# Exercise directions
The result should be every line of the listing that contains "point".

### Extracted records

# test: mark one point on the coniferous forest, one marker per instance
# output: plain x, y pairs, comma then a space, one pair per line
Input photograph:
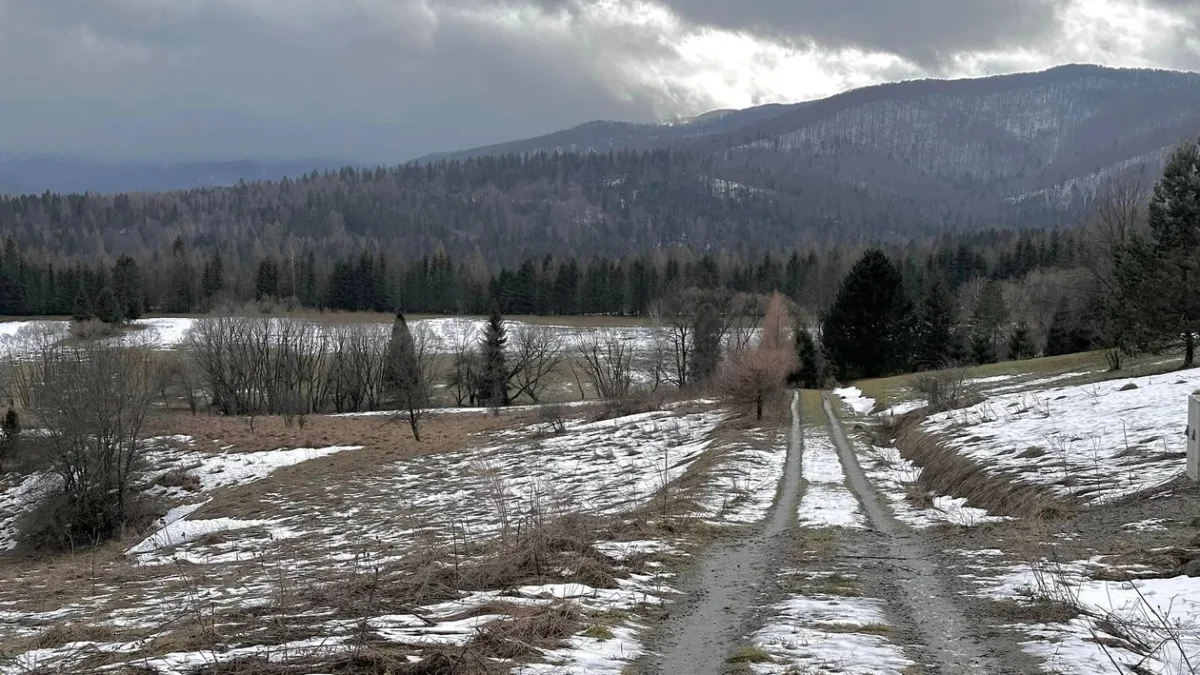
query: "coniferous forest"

######
### Extracted records

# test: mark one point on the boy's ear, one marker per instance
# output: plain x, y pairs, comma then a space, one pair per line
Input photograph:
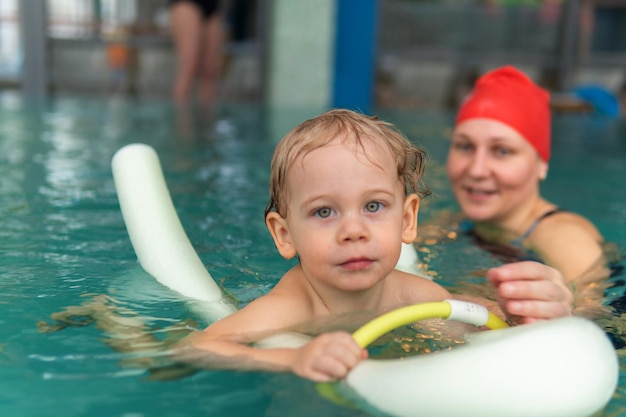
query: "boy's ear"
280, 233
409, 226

######

# Your response
# test: mark one point on the coniferous forest, one marker per instance
# test: mark one point on the boy's ear, one marker per instance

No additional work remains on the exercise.